§ **Activity**
Only lines holding the word "positive" are needed; copy each of them from the material.

§ **Input records**
--- START ---

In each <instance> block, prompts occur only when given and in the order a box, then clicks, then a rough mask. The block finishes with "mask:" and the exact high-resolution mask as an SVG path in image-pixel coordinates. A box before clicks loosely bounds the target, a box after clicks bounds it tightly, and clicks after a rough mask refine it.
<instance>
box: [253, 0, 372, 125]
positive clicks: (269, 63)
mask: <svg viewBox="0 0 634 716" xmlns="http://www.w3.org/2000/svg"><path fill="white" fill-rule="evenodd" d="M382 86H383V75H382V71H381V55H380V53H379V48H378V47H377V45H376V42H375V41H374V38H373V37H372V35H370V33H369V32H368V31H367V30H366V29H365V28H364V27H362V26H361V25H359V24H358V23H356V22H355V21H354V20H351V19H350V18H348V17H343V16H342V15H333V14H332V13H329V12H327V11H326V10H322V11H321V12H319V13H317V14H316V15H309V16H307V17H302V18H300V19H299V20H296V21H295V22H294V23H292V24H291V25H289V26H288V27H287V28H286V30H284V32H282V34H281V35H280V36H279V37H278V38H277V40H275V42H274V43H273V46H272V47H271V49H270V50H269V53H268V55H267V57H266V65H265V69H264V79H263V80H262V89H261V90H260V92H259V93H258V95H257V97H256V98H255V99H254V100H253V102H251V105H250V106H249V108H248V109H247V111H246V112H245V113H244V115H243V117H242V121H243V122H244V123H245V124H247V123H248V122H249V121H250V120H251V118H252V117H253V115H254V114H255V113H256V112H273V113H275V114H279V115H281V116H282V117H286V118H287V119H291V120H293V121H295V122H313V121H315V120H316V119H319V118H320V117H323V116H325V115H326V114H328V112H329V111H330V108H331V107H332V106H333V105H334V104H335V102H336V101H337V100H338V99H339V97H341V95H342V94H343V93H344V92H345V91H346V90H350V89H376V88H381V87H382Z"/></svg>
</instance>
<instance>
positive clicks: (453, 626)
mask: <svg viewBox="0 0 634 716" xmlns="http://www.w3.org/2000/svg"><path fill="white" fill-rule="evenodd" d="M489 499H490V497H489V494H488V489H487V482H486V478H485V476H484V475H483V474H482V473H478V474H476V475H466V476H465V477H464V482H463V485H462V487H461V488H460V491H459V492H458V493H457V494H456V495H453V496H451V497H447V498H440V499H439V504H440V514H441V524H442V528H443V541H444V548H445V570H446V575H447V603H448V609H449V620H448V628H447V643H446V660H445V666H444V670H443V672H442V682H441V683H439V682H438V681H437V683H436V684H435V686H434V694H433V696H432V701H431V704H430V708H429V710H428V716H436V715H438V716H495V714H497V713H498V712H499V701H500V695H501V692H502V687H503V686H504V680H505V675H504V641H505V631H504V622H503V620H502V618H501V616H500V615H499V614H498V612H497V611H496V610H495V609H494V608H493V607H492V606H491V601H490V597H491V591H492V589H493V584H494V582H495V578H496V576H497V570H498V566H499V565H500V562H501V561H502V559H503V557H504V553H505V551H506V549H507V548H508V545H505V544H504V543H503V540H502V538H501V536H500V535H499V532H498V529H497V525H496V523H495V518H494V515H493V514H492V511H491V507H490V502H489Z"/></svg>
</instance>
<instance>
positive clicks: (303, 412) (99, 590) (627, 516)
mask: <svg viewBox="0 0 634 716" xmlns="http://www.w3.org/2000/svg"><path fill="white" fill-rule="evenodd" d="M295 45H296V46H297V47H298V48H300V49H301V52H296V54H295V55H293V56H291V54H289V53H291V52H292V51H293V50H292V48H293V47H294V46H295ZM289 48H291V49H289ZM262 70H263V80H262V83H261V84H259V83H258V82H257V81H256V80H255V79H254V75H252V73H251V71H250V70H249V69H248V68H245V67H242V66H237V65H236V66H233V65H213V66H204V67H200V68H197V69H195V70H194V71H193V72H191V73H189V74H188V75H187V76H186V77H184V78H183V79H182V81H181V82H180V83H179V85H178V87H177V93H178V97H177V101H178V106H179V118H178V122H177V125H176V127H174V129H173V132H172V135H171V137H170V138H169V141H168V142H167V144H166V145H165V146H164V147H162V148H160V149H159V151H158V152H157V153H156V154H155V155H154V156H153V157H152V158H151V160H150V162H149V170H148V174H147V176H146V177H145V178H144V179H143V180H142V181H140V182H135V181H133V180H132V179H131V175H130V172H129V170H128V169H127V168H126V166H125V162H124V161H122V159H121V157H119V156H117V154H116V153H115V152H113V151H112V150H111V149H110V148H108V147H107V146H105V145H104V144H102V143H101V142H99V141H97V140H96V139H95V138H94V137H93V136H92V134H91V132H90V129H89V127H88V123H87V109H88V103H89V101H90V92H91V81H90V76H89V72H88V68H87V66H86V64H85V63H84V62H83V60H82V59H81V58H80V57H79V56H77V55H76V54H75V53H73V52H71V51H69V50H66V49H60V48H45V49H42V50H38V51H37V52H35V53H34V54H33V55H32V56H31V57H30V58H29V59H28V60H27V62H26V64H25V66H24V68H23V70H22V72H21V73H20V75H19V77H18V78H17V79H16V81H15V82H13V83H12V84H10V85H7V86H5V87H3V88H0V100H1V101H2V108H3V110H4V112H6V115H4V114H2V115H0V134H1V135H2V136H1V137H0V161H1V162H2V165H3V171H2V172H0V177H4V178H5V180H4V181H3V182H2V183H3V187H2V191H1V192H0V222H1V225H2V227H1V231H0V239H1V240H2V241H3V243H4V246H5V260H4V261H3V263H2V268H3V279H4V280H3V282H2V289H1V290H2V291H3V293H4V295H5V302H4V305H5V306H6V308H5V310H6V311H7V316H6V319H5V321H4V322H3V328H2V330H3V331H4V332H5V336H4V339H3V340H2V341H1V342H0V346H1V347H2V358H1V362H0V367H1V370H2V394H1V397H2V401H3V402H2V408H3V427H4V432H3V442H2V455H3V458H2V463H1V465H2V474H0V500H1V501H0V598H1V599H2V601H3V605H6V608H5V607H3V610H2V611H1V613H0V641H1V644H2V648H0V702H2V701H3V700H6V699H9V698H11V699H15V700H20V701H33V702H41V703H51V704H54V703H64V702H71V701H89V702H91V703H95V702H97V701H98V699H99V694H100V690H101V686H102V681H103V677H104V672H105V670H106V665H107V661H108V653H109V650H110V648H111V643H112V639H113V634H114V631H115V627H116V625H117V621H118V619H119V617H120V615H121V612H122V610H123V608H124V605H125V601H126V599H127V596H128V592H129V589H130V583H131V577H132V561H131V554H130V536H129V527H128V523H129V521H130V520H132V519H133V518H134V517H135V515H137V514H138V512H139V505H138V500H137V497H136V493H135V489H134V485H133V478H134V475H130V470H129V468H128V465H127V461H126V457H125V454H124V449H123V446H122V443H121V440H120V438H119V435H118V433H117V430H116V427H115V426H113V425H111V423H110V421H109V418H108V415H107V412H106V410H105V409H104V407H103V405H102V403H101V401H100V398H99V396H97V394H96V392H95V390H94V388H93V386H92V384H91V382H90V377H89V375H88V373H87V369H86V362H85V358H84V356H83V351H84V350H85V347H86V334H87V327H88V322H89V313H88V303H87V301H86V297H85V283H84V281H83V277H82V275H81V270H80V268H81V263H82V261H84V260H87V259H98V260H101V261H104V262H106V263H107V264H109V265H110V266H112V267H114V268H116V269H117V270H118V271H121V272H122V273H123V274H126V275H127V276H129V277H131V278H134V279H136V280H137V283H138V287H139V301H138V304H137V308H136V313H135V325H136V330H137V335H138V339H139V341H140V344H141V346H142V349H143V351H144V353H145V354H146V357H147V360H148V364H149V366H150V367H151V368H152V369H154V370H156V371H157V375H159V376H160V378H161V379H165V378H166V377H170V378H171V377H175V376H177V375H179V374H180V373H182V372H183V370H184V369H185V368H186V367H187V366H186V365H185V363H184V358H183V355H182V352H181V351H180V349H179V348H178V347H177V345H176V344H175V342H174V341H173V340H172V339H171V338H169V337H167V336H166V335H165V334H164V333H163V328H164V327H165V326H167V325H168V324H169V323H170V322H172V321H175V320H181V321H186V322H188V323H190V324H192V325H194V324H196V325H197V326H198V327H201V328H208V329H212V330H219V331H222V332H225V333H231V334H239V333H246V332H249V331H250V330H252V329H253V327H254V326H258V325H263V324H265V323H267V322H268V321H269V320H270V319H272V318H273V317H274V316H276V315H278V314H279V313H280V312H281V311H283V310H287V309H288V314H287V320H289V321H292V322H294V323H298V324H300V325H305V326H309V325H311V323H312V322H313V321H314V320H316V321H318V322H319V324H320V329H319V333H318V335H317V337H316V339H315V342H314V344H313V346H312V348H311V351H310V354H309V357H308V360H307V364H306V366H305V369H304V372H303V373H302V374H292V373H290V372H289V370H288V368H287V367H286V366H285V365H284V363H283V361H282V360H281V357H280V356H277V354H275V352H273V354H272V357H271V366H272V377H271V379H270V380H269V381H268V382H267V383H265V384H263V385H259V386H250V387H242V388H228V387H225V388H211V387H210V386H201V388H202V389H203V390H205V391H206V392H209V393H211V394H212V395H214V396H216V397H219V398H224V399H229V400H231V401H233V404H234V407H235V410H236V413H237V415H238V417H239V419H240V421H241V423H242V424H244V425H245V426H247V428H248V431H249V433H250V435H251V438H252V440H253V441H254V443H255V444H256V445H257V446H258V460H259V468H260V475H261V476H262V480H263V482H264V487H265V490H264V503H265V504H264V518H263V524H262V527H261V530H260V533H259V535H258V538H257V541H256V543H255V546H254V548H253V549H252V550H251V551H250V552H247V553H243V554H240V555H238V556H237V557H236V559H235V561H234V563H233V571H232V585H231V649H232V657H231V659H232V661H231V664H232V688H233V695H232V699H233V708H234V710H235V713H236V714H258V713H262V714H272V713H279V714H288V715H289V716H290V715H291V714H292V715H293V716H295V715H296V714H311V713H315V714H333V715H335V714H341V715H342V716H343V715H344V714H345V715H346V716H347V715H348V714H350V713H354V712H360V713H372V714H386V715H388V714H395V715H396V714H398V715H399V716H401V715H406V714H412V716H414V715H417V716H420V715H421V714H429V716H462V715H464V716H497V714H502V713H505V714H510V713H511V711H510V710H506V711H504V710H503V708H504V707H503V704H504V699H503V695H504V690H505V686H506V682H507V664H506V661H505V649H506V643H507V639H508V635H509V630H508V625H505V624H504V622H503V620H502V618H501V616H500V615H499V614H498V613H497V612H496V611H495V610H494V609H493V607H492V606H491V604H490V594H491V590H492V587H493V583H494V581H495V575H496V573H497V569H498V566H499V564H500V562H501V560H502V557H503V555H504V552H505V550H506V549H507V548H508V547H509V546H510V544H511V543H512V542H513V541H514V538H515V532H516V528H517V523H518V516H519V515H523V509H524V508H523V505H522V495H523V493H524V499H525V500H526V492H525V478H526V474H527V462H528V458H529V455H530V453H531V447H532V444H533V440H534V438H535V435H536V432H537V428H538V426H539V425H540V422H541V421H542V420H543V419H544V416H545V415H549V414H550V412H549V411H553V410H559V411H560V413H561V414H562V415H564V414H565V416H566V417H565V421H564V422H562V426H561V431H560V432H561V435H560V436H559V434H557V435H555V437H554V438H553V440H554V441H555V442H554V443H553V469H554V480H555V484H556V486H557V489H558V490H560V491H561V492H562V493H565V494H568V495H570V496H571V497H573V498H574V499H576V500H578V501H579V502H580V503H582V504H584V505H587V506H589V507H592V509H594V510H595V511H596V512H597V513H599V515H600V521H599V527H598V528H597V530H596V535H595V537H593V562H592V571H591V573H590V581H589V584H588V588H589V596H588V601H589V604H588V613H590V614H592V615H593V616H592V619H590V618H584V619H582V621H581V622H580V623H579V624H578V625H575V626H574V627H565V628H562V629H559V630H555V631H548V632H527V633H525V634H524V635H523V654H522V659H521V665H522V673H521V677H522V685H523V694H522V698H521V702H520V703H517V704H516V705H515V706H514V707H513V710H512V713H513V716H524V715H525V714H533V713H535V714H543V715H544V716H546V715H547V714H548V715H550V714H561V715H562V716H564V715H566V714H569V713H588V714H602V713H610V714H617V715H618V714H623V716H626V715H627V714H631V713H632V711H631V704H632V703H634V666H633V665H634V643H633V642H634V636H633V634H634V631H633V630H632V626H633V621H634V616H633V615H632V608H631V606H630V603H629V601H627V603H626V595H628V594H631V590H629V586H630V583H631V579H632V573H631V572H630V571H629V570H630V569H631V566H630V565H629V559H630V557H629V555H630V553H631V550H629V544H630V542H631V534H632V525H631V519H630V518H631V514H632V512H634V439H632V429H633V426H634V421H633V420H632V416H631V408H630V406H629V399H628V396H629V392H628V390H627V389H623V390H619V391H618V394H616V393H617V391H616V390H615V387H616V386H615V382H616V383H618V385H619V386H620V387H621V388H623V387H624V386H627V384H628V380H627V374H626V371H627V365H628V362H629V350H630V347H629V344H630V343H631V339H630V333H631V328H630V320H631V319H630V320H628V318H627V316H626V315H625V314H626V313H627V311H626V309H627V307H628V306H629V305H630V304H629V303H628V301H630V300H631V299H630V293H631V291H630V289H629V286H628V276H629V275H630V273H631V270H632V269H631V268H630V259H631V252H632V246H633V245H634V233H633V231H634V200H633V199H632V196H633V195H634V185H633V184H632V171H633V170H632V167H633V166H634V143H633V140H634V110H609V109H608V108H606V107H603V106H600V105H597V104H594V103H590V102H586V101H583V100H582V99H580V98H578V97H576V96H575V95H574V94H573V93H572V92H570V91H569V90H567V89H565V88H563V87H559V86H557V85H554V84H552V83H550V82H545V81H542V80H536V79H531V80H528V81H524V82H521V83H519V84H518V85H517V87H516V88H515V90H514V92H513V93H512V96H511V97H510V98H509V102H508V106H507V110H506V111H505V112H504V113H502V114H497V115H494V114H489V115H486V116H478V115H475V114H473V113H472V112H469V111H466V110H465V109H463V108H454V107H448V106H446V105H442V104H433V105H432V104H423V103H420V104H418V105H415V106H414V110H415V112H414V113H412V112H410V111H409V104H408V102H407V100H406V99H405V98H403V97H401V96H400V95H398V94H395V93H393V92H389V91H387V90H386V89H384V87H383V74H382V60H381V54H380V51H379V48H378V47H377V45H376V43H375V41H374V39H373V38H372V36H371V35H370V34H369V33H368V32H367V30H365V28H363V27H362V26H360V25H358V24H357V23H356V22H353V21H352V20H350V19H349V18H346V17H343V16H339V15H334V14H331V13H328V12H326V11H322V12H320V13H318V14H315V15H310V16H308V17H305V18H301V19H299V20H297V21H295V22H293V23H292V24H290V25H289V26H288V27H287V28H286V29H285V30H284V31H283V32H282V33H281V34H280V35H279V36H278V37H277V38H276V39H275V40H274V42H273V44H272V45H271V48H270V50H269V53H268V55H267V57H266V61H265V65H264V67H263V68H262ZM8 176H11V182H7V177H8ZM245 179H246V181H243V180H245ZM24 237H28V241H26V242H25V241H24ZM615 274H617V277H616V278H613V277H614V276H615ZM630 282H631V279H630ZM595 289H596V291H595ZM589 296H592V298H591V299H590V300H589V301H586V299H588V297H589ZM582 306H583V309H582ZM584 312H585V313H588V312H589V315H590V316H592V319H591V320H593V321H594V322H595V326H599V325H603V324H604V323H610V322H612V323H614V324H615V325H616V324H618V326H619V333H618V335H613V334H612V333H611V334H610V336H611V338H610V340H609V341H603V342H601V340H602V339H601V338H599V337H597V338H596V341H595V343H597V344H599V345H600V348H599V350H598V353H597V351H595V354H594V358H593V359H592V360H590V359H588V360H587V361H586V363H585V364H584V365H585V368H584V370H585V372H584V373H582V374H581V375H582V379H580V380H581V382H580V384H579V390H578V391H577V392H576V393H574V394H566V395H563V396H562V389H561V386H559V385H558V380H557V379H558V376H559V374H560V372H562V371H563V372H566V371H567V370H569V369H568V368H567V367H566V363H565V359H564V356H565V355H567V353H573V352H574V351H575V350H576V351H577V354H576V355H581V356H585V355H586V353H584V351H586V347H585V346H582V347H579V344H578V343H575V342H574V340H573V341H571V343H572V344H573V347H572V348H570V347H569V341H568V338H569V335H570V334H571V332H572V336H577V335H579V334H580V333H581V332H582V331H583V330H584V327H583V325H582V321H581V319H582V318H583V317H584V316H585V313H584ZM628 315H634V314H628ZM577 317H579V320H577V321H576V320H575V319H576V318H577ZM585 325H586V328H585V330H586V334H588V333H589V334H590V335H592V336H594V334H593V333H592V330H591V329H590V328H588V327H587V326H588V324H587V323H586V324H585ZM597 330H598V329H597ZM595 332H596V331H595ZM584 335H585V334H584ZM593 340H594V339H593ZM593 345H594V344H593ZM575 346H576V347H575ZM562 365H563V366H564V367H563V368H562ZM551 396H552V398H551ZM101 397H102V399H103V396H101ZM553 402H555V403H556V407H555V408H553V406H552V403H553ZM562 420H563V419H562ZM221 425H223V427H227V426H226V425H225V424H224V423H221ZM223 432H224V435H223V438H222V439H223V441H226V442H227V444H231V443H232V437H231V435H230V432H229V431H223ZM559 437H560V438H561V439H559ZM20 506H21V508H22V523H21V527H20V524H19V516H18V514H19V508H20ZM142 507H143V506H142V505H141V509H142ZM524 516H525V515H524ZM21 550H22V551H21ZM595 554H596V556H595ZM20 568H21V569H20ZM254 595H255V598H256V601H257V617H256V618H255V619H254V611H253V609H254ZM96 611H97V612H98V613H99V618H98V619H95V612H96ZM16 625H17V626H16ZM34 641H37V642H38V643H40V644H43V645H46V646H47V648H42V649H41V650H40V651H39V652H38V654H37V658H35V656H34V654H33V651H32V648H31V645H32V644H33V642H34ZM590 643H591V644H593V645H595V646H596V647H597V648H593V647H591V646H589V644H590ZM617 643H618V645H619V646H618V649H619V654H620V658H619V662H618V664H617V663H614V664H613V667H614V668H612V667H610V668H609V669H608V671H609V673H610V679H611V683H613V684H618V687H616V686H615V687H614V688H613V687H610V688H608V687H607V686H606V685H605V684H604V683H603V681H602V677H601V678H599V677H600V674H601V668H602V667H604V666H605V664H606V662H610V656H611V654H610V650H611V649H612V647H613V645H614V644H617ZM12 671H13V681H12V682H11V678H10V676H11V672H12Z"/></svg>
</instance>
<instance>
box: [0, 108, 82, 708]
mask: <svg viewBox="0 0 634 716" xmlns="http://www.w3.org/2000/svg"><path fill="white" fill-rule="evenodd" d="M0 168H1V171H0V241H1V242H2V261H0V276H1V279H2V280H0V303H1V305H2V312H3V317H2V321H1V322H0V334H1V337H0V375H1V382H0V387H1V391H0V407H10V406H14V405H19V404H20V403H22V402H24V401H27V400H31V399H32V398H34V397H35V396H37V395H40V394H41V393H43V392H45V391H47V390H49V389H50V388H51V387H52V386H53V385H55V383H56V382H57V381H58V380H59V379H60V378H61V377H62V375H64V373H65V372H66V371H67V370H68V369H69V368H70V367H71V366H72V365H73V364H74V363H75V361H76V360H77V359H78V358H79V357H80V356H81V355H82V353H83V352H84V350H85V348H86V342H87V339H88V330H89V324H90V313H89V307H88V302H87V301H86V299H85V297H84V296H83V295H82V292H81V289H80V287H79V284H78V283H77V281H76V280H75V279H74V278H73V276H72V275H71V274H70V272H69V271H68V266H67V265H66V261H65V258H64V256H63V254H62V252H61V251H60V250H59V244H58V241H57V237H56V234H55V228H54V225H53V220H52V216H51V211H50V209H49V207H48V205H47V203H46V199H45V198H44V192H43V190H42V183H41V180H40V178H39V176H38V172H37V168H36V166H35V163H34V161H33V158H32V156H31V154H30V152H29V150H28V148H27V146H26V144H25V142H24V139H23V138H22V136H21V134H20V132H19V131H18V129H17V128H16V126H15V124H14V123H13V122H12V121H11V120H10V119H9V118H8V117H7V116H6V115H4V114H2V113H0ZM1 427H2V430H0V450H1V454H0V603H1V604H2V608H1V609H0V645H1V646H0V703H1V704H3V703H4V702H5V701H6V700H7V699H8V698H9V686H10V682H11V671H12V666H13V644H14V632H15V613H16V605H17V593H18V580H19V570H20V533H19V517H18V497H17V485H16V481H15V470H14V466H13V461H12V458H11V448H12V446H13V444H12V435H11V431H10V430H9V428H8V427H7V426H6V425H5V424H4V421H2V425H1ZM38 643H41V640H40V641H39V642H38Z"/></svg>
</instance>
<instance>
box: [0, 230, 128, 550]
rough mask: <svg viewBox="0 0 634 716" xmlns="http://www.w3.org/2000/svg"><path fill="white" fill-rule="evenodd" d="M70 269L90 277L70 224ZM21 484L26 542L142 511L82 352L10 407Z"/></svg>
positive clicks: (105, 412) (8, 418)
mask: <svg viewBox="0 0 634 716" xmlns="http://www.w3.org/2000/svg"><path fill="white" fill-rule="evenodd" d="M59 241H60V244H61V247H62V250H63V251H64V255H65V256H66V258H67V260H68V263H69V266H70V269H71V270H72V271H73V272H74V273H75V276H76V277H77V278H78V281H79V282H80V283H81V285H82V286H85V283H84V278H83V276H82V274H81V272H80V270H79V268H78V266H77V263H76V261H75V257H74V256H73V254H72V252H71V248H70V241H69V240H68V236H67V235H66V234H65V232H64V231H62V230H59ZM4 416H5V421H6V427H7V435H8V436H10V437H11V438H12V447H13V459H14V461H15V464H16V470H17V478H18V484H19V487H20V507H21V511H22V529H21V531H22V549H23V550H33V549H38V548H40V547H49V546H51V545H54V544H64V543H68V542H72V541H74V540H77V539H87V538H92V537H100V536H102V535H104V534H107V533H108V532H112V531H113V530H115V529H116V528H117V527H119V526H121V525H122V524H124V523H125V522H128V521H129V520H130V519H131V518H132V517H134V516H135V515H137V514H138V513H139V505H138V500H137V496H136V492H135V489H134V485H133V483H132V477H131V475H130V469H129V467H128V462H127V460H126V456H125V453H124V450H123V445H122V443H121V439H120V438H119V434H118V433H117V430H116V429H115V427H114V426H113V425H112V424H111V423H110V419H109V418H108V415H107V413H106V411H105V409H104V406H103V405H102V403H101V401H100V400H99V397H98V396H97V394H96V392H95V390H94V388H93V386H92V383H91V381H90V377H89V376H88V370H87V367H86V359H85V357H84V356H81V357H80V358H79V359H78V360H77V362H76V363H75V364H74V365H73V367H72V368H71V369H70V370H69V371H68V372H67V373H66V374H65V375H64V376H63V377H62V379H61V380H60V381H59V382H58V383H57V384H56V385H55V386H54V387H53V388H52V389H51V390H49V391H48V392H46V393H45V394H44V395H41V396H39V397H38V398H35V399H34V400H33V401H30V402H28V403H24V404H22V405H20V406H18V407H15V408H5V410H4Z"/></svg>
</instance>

--- END ---

§ **Task answer**
positive clicks: (269, 63)
positive clicks: (453, 626)
positive clicks: (303, 412) (99, 590) (627, 516)
positive clicks: (105, 412) (8, 418)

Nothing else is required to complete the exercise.